Supplied data ::
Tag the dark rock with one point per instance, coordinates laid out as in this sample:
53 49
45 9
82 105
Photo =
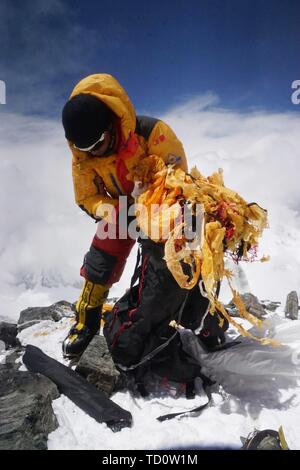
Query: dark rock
97 366
292 306
13 357
26 414
32 315
8 333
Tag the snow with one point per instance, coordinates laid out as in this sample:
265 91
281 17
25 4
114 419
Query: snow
44 237
257 387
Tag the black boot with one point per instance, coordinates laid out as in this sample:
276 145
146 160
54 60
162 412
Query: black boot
81 334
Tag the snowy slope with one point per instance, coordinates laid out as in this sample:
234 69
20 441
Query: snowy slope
44 236
257 386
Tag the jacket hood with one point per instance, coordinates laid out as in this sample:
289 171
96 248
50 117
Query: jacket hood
109 91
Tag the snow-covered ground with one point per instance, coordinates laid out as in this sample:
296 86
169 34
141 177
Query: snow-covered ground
44 237
257 387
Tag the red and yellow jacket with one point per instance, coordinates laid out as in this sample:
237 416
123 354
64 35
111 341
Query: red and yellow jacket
100 180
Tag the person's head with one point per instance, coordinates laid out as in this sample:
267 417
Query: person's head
89 124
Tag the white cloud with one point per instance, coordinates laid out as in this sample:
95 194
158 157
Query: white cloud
44 235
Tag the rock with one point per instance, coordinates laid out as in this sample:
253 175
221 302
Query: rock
8 333
32 315
292 306
252 305
97 366
26 414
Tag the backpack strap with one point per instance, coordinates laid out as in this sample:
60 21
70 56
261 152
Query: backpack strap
162 346
207 383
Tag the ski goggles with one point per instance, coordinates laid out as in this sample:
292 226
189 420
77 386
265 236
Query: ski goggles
91 147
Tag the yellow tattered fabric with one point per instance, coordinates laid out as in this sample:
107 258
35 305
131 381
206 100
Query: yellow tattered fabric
230 225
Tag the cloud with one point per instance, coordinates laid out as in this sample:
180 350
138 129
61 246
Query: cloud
44 235
260 156
45 49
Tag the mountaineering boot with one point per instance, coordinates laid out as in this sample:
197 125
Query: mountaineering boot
88 319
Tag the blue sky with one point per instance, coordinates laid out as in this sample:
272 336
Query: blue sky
163 52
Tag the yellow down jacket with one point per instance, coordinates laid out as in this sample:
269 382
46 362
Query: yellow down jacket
100 180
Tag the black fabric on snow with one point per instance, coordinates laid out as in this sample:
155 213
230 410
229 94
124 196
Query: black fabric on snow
85 395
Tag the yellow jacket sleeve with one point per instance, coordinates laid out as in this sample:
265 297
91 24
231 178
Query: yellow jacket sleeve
90 196
164 143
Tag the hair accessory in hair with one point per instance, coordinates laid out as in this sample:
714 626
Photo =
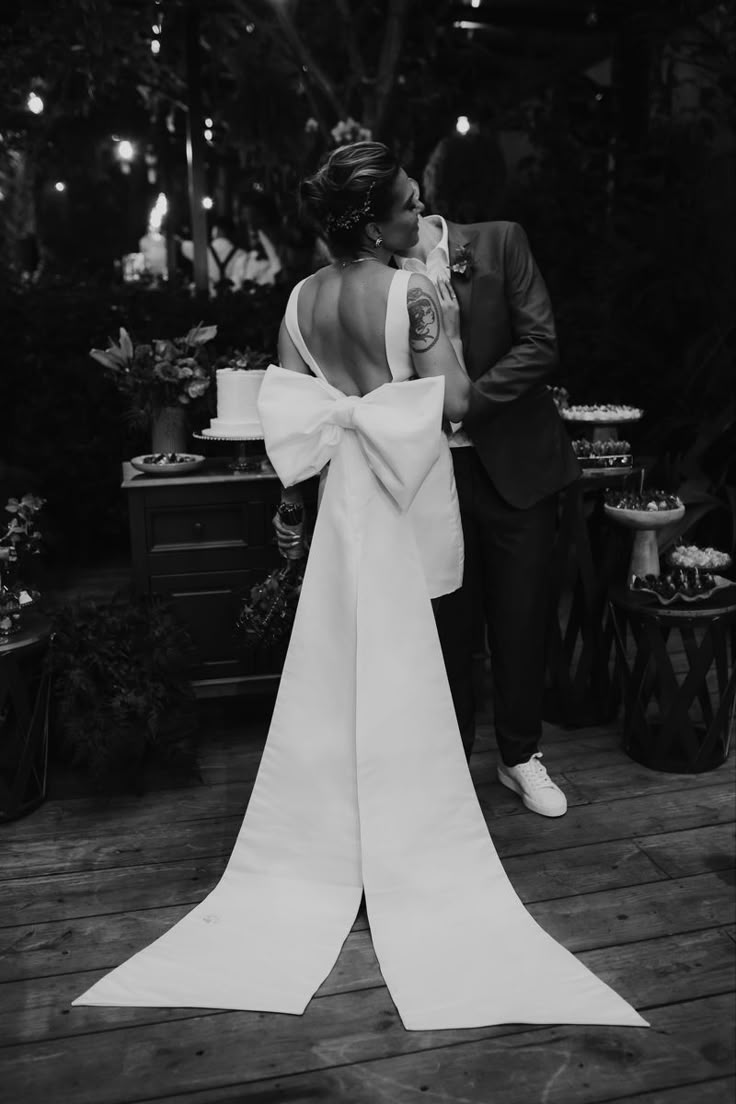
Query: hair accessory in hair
351 216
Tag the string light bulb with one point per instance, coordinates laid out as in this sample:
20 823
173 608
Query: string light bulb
126 150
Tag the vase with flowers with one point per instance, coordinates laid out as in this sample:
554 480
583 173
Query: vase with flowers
20 540
160 380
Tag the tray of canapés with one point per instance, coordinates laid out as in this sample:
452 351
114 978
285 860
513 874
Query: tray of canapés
168 464
601 413
681 584
601 456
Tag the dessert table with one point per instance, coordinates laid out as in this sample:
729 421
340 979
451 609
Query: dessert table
24 687
679 703
588 555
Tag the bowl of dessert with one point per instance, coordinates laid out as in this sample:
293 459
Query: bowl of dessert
648 509
704 559
167 464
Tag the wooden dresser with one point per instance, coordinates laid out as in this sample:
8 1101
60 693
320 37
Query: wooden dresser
200 541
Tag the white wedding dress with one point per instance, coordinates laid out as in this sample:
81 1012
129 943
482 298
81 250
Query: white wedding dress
363 786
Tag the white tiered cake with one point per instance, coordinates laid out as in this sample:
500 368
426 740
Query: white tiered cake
237 414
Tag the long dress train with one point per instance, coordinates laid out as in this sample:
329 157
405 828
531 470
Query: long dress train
363 784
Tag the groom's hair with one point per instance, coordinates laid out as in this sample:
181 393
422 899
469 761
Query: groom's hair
353 187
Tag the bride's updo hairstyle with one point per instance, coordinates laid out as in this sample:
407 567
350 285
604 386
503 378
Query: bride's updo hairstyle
352 188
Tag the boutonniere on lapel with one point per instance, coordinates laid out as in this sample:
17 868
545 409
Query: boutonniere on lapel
461 264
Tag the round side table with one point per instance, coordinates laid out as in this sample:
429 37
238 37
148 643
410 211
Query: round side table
678 700
587 555
24 686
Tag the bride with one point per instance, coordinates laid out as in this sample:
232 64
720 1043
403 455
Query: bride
363 787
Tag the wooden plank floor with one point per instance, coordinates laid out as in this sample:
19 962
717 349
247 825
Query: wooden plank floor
637 880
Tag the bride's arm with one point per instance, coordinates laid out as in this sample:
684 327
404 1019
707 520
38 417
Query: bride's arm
436 350
289 538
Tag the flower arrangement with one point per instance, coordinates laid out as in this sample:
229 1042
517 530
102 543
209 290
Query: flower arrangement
21 535
20 539
160 373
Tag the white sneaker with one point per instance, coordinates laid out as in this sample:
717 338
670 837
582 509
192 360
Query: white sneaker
534 786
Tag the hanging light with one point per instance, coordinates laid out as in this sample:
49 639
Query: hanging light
125 150
158 213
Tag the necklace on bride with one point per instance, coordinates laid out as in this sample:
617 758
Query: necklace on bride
354 261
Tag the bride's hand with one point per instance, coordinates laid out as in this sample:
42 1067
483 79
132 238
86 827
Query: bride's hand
449 307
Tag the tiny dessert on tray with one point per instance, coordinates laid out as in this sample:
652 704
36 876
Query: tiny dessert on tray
647 501
689 584
601 413
167 464
603 455
706 559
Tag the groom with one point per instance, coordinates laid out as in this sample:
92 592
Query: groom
511 458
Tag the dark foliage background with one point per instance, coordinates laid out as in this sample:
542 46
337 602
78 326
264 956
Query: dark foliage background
64 426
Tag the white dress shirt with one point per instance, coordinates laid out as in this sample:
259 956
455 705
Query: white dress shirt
438 265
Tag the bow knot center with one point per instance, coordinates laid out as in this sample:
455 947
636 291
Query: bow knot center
344 411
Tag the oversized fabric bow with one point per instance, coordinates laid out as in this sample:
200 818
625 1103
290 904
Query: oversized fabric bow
398 427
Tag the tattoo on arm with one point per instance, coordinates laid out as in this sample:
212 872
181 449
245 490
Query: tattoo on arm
424 320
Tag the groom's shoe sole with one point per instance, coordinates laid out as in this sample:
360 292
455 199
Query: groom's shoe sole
510 784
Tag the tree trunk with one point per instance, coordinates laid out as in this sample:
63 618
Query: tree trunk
377 104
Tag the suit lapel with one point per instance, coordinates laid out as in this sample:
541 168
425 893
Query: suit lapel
457 237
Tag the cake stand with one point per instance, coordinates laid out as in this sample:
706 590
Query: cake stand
242 462
644 552
605 427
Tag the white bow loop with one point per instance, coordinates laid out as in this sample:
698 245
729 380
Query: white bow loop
398 426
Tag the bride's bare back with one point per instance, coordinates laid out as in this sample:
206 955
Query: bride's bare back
342 318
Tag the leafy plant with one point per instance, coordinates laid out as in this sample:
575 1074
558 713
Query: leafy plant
121 691
21 535
160 373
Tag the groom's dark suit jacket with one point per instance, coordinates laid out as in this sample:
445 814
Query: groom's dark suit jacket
510 348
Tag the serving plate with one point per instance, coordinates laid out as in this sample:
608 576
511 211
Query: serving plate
643 519
184 463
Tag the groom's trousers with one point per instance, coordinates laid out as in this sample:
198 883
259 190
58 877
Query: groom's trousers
507 572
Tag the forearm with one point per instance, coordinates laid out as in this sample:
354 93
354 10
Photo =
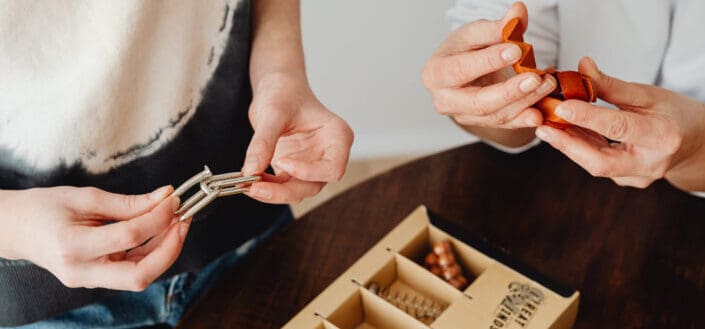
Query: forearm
276 46
507 137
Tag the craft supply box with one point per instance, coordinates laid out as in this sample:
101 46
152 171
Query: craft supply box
502 293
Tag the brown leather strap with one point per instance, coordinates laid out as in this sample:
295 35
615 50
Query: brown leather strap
571 84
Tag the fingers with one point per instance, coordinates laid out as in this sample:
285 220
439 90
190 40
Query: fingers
293 191
461 69
598 161
498 105
93 202
264 141
633 181
136 276
616 125
615 91
481 33
129 234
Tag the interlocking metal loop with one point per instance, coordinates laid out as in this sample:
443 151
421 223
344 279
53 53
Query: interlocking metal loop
211 187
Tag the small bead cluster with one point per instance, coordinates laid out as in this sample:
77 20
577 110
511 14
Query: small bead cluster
441 262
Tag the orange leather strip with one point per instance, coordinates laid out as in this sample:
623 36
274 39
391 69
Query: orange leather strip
571 84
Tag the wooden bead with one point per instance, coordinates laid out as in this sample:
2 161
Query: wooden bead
431 259
459 283
445 260
451 271
436 270
442 247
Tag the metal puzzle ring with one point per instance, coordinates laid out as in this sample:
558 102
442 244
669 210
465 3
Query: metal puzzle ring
210 187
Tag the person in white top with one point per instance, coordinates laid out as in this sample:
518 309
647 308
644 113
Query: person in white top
659 129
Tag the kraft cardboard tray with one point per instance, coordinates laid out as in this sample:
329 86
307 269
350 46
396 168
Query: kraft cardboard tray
498 295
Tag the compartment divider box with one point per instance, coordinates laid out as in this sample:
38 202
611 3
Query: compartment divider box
389 288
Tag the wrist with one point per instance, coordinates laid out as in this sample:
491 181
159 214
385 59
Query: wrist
7 244
686 171
279 79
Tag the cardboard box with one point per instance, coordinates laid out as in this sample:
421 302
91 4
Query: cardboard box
408 296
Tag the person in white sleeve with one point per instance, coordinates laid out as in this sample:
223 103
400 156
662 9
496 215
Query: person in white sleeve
651 50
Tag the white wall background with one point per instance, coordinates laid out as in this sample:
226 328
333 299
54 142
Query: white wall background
364 61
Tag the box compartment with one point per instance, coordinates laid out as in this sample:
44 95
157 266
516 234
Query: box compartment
365 310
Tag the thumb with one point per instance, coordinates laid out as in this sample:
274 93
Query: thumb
517 10
259 154
613 90
99 203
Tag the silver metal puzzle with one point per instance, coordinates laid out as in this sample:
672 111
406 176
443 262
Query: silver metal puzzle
211 188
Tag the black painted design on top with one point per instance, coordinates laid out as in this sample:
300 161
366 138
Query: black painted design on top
157 136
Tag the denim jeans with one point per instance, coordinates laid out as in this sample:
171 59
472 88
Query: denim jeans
163 302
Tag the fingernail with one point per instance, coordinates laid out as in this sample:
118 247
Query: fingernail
564 112
529 84
546 87
532 122
175 203
544 134
262 193
511 54
286 166
183 229
160 193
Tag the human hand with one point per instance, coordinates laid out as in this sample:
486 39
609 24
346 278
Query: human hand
660 133
306 144
471 80
67 231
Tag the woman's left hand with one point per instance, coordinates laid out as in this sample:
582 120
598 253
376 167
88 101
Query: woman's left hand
656 134
306 144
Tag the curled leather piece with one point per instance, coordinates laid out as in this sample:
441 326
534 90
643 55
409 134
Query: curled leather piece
571 84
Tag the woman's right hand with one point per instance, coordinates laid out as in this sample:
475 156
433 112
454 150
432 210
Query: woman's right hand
90 238
471 79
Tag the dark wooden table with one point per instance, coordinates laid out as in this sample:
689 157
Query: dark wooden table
637 256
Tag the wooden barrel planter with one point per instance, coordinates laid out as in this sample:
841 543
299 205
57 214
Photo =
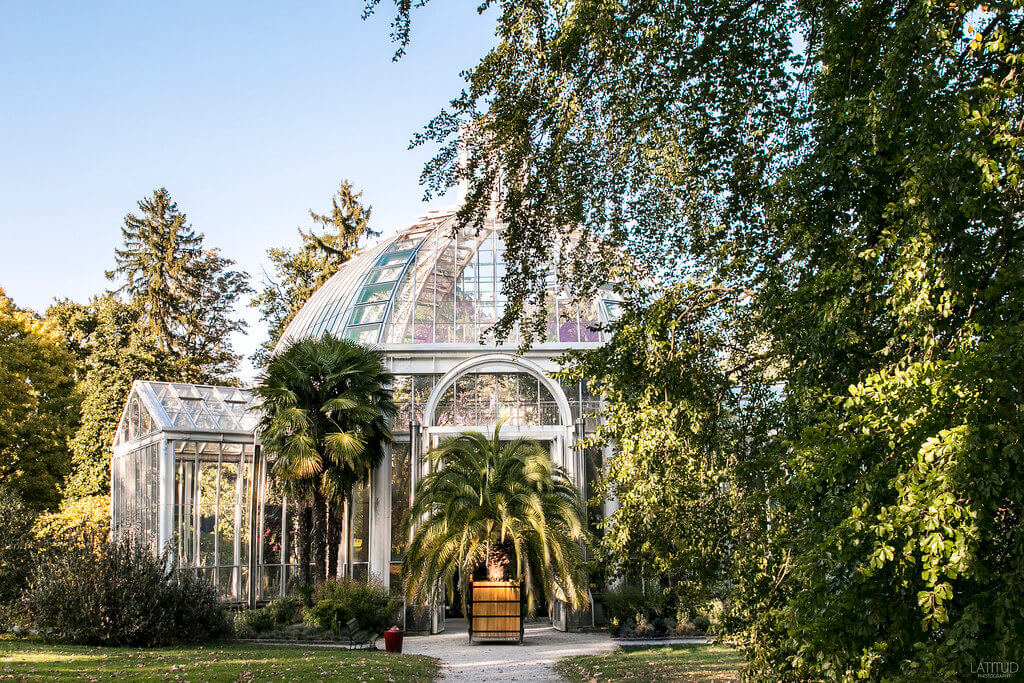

Stated problem :: Gather every line of the data above that contains the word "rock", treating uppercase and lowercase letters as distinct.

Full answer ::
Tag the dark rock with one point per instance, coordinates laid out as in this sample:
Query: dark rock
Tag the rock with one point per instance, coordinates laid out as in this sample:
Query: rock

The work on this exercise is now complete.